Output each line of the listing exactly, though pictures are not to appear.

Dataset records:

· · ·

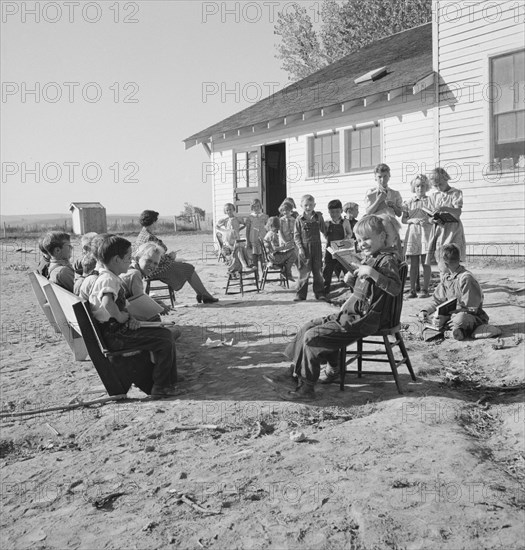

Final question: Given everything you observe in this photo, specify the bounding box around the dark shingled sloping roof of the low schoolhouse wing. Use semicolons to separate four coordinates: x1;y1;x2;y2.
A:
184;23;433;148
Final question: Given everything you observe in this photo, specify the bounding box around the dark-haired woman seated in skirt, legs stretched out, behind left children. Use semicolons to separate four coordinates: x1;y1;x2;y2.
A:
135;210;219;304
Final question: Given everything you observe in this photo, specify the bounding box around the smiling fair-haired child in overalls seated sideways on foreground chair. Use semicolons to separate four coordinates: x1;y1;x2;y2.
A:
278;215;401;399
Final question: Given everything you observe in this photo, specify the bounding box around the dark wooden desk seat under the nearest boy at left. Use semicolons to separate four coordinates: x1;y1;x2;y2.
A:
73;301;153;395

· · ·

Answer box:
Final question: Given everything you observe in this photo, specify the bounding box around the dark shingled sloping roof of the low schoolhouse wing. Use semicolons to separate four coordinates: x1;y1;x2;y2.
A:
184;23;433;148
Final question: Given everything you observe in this photo, specify the bounding box around the dark-haired woman seated in skirt, legs stretched out, behind left children. Use semicolons to separate four coordinates: x1;y1;x2;y2.
A:
135;210;219;304
Final question: Given everything you observe in this photo, specify the bounding box around the smiling fair-haired child in overalls seated sideways on foreground chair. Use semicolons to separate four coordinates: x1;y1;x2;y2.
A:
278;215;401;399
Final question: Given everything you observe in this photo, specify the bounding box around the dark wooden desk seat under the nearest boy at left. Use semicolons to separate four coordinates: x1;y1;x2;y2.
A:
73;301;153;395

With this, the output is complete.